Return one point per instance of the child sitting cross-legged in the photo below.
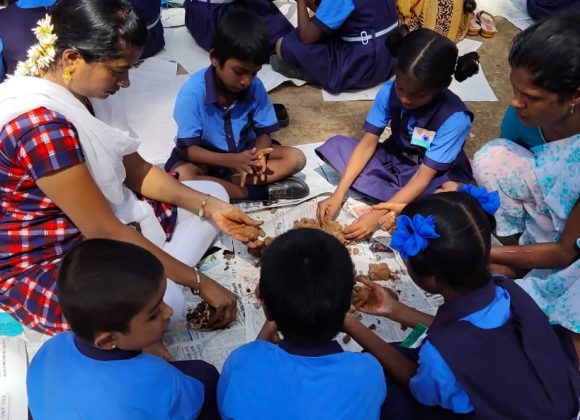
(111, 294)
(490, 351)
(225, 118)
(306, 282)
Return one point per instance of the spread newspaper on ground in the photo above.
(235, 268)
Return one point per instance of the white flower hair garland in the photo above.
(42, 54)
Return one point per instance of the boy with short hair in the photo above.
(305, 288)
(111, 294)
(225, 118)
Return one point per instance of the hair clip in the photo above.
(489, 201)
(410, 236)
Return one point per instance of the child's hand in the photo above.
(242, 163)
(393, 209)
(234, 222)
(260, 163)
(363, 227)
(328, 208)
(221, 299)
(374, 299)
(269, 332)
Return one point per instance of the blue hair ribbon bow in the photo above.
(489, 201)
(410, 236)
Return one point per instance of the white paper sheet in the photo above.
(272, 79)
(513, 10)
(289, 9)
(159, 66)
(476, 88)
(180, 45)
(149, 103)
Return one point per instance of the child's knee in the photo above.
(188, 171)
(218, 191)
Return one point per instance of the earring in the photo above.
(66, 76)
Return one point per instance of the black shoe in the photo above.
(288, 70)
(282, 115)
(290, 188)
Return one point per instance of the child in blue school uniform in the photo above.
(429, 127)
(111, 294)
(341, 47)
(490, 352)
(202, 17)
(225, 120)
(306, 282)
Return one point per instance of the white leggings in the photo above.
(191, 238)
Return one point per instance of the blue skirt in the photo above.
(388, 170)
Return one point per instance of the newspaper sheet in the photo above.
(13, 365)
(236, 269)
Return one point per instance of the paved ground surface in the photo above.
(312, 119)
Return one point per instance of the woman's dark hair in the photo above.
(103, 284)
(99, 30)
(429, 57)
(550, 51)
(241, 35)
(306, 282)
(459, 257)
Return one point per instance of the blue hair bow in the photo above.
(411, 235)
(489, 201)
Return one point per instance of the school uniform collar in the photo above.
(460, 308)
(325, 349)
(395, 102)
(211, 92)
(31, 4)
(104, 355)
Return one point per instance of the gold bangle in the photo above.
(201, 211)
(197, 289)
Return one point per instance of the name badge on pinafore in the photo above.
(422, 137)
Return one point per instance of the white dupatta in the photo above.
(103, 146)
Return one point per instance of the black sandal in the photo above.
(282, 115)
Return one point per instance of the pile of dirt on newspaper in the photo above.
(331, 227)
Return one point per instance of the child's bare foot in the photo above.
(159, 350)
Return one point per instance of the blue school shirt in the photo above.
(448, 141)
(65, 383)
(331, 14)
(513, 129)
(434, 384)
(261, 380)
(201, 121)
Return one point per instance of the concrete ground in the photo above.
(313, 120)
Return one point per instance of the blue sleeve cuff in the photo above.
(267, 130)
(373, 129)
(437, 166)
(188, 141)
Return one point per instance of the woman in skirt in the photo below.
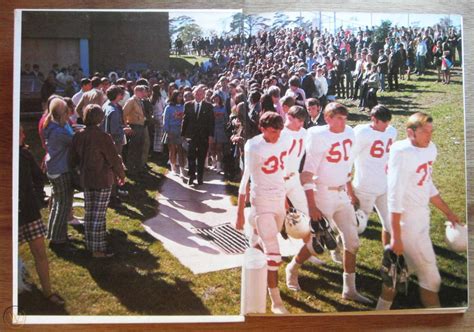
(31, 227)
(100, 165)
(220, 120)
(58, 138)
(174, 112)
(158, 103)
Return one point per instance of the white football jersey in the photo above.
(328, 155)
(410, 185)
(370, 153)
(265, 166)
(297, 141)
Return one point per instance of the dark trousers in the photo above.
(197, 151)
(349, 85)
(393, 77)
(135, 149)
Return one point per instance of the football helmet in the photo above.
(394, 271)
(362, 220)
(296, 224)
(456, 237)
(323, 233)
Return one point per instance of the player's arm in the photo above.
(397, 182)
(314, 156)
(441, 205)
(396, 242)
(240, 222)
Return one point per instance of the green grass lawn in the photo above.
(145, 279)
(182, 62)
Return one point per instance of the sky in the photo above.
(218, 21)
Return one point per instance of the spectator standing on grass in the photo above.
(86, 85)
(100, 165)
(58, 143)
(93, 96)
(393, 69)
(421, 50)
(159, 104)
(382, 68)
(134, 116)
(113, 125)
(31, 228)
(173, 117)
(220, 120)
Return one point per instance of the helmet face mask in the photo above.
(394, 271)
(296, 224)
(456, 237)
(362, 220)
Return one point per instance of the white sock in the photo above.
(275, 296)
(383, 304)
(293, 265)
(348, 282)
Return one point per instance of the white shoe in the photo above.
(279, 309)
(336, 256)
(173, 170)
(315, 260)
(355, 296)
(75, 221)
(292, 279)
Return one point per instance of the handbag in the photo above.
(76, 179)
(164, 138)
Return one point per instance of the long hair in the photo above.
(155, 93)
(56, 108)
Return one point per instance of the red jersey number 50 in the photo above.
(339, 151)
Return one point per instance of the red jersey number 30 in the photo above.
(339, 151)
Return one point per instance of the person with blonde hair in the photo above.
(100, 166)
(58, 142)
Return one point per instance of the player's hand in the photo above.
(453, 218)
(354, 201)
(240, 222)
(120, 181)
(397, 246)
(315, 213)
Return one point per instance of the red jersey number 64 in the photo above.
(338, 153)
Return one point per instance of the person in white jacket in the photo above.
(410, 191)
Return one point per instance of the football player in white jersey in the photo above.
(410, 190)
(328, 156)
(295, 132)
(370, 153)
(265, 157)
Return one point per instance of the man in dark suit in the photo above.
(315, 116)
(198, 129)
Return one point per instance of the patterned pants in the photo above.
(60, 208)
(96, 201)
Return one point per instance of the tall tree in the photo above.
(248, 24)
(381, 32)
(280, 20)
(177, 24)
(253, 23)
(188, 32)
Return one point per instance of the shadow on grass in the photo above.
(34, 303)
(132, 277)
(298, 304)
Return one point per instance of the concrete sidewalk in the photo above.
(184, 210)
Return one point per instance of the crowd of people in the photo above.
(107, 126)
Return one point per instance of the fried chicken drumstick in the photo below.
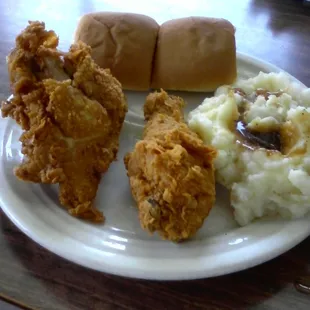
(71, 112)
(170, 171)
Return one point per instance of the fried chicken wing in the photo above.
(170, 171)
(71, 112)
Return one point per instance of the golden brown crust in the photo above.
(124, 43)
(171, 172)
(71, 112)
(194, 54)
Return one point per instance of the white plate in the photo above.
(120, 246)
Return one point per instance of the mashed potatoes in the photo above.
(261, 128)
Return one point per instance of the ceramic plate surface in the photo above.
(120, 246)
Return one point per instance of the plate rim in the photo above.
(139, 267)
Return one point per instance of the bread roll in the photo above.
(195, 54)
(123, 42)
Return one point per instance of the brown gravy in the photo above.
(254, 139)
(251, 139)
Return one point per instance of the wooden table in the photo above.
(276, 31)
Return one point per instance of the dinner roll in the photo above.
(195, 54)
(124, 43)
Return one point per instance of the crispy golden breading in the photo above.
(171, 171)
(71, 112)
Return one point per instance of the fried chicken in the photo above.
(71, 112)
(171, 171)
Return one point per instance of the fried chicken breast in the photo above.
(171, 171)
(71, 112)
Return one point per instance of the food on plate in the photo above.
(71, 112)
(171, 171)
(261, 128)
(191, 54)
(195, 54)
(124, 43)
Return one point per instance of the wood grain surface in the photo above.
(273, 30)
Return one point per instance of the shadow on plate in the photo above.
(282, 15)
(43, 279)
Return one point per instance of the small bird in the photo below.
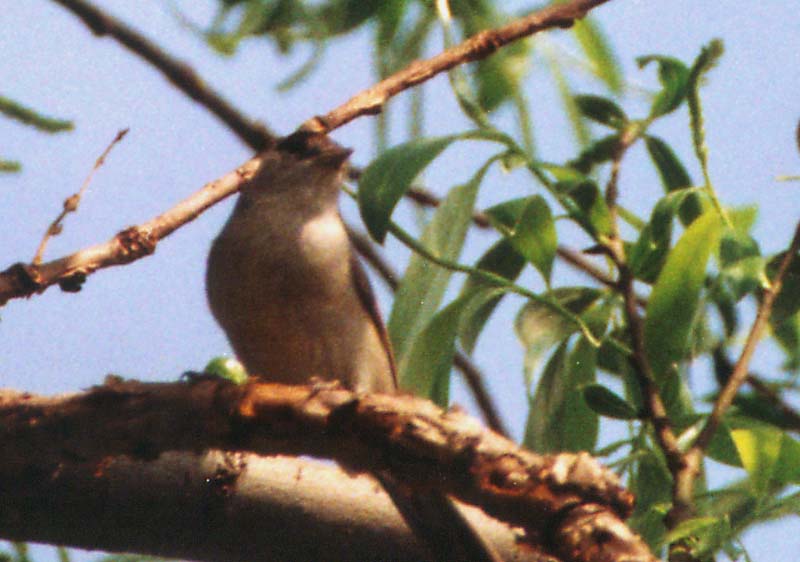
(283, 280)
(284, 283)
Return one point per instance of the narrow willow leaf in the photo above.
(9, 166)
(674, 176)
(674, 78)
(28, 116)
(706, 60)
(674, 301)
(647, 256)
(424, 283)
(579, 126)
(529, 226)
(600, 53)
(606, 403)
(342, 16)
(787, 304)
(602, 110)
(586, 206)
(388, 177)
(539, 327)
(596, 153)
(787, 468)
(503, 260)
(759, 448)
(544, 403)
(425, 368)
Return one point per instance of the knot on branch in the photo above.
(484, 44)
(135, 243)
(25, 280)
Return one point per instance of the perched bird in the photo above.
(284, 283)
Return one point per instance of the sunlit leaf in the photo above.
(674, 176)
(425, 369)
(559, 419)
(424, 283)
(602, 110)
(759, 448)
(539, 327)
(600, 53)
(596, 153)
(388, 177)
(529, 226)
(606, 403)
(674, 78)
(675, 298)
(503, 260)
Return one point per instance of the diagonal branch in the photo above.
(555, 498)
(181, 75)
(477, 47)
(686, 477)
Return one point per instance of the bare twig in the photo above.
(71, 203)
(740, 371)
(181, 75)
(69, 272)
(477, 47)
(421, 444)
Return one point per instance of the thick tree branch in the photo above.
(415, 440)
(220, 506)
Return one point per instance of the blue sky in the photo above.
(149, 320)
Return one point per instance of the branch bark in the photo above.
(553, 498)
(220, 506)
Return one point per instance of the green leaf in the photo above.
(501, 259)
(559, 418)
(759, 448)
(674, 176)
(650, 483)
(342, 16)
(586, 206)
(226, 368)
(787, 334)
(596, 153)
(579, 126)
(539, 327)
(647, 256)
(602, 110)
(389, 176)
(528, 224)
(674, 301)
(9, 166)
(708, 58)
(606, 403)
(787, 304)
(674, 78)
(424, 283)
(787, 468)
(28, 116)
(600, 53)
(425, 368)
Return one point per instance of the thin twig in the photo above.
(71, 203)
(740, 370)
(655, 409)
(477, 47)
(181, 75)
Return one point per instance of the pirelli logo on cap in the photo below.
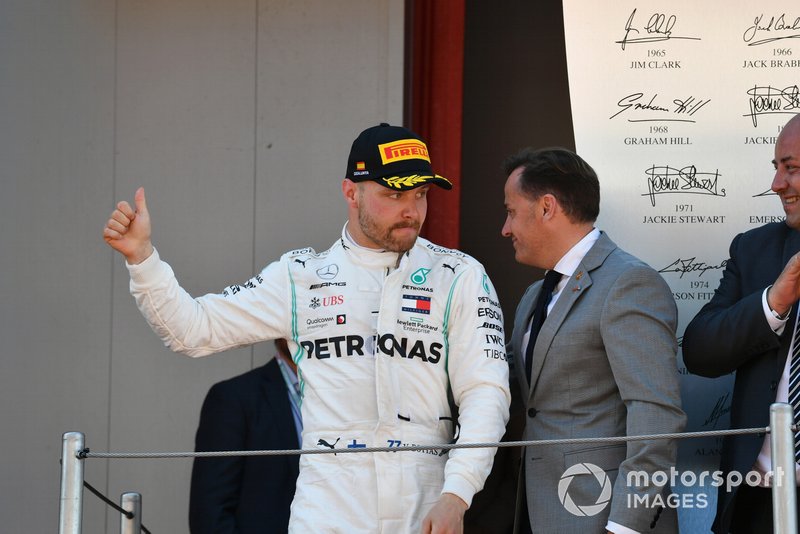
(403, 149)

::::::::

Work to be completed — Retype exactly the lines from the one containing "Return one point per instance of the knot" through the last line of the records above, both included, and leave out any pictures.

Reply to the exercise —
Return one point per instance of the knot on branch in the photo above.
(484, 44)
(135, 243)
(25, 280)
Return one point per instance of the perched bird in the photo above.
(284, 283)
Return one point per instance of the sunlit leaf in the photo above.
(674, 176)
(425, 369)
(559, 419)
(424, 283)
(602, 110)
(759, 448)
(539, 327)
(600, 53)
(596, 153)
(388, 177)
(529, 226)
(606, 403)
(674, 78)
(675, 298)
(503, 260)
Return one point per instance of the diagonal branch in the photo above.
(555, 498)
(181, 75)
(477, 47)
(686, 477)
Return one point per instance of the bare twig in the photo above.
(71, 203)
(740, 371)
(181, 75)
(69, 272)
(477, 47)
(421, 444)
Return one point per instance of the thick tree branch in the photo above.
(415, 440)
(220, 506)
Return one point per instance of the blue sky in the photo above.
(149, 320)
Return one point per instance of the branch bark in the photo above.
(553, 498)
(220, 506)
Return one point per instance of the green leaf in the photo above.
(501, 259)
(559, 418)
(759, 448)
(674, 176)
(650, 483)
(342, 16)
(586, 206)
(226, 368)
(787, 334)
(596, 153)
(579, 126)
(539, 327)
(647, 256)
(602, 110)
(389, 176)
(528, 224)
(674, 301)
(9, 166)
(708, 58)
(606, 403)
(787, 304)
(674, 78)
(424, 283)
(787, 468)
(28, 116)
(600, 53)
(425, 368)
Return one point per instance of the thin twig in the photo above.
(71, 203)
(740, 370)
(655, 409)
(477, 47)
(181, 75)
Return one point per instance of the pirelli logo on cap in the photo below.
(403, 149)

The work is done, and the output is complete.